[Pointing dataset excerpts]

* * * *

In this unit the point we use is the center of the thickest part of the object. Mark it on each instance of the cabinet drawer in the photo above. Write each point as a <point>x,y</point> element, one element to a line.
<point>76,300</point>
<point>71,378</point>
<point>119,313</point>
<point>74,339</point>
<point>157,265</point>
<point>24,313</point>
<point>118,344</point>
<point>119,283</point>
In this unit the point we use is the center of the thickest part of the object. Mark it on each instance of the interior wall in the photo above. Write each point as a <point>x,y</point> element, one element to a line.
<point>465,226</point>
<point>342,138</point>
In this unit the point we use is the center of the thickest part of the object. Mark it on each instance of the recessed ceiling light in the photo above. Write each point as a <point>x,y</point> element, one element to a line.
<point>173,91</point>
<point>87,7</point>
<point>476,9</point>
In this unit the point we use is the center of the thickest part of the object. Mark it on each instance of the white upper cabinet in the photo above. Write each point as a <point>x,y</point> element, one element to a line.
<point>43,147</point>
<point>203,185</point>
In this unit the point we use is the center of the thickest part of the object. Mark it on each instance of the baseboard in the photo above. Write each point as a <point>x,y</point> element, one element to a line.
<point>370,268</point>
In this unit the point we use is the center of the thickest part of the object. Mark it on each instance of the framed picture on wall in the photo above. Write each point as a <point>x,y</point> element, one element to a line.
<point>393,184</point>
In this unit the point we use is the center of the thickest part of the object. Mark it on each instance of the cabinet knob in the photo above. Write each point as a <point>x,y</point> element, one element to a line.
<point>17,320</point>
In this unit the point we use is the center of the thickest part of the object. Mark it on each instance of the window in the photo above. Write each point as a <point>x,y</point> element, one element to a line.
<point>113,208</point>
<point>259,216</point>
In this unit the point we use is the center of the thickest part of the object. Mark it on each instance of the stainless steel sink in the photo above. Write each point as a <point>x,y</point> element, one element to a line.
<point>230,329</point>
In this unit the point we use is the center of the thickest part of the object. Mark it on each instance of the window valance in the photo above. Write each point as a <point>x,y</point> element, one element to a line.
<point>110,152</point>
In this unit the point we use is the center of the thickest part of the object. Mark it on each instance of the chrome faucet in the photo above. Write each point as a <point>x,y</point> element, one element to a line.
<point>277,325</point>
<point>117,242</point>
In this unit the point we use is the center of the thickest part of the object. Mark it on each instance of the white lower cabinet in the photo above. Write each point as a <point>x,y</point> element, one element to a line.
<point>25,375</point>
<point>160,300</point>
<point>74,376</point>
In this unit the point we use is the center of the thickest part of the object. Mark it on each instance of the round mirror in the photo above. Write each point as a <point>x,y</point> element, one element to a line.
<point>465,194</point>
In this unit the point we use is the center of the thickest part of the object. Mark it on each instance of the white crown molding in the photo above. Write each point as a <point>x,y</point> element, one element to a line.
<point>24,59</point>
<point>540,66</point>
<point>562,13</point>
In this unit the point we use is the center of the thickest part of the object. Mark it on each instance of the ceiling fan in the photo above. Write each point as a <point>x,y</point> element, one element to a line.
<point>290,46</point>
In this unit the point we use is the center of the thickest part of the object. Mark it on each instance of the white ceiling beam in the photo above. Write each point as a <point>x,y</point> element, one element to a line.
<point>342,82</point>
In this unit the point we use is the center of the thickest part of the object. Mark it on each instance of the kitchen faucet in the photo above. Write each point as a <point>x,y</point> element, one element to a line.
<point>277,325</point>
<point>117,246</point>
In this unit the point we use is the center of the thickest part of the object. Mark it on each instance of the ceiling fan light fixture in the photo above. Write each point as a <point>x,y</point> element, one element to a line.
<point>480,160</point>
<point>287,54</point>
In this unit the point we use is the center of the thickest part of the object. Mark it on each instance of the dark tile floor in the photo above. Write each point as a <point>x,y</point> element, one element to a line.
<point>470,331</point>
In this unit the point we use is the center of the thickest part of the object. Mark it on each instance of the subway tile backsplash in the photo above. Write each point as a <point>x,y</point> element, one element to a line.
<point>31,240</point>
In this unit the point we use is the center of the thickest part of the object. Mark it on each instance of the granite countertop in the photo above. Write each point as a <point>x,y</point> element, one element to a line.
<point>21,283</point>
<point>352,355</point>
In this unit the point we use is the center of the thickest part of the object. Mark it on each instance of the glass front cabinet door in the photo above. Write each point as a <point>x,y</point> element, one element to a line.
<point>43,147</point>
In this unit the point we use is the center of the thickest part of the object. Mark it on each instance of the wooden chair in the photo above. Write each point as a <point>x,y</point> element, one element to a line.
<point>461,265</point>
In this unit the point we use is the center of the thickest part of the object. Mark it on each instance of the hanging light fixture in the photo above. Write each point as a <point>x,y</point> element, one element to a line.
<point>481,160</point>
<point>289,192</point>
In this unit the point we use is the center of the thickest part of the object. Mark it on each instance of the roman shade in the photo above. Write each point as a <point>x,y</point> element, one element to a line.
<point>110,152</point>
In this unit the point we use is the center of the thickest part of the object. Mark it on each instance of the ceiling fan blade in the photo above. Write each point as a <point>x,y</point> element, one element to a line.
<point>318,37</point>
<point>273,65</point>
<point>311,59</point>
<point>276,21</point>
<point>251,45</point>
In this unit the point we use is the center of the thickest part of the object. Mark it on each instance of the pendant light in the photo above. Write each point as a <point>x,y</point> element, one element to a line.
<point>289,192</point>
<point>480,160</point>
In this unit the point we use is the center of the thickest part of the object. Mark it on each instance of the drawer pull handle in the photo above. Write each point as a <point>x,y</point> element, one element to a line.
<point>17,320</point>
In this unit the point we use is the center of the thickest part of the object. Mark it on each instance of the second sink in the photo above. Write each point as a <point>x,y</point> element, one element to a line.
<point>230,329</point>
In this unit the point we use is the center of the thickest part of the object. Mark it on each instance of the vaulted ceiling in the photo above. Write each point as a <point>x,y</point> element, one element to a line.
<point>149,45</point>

* * * *

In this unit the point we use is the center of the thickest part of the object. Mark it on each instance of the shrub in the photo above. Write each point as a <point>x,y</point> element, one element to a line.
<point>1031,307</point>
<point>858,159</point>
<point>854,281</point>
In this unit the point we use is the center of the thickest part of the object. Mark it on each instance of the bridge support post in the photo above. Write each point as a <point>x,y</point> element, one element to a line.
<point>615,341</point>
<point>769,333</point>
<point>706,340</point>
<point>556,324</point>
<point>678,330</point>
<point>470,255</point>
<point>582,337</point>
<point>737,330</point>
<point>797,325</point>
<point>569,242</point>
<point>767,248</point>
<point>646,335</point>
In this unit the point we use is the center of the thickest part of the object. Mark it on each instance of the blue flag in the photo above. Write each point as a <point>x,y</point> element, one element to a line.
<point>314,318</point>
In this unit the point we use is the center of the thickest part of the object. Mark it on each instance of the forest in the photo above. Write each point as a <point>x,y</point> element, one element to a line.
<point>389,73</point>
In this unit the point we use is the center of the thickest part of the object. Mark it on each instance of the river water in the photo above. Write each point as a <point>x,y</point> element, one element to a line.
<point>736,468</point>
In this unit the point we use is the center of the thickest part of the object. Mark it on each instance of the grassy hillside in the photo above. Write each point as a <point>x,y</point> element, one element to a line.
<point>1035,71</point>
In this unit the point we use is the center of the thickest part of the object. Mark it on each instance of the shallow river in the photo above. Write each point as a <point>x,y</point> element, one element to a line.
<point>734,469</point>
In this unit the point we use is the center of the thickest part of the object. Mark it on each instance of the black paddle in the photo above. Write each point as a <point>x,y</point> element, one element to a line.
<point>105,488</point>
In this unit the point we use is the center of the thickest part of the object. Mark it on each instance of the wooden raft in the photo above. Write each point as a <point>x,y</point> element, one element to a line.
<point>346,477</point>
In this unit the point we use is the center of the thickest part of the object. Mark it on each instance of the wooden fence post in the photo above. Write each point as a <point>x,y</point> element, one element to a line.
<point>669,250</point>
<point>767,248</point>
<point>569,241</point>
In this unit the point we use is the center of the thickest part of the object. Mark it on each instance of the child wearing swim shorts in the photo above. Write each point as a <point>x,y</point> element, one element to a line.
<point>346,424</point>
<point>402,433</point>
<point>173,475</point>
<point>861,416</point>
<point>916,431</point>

* * * *

**Task:** Retype the part of the data that begins with the line containing "of the bridge" and ends with the line containing "<point>314,318</point>", keeping both of those lines.

**Reply:**
In this unit the point we use is the center of the thickest part of the object. Mark it on each instance of the bridge support post in the photo above. Write each point as a <point>x,y</point> element, one element to a line.
<point>615,341</point>
<point>769,333</point>
<point>706,340</point>
<point>556,324</point>
<point>678,330</point>
<point>470,255</point>
<point>582,337</point>
<point>737,330</point>
<point>797,325</point>
<point>569,242</point>
<point>767,248</point>
<point>646,335</point>
In this unit the point we use is the center of the thickest part of the object. Mark it on each instance of the blue flag in the photo above. Write each point as a <point>x,y</point> element, one element to a line.
<point>314,318</point>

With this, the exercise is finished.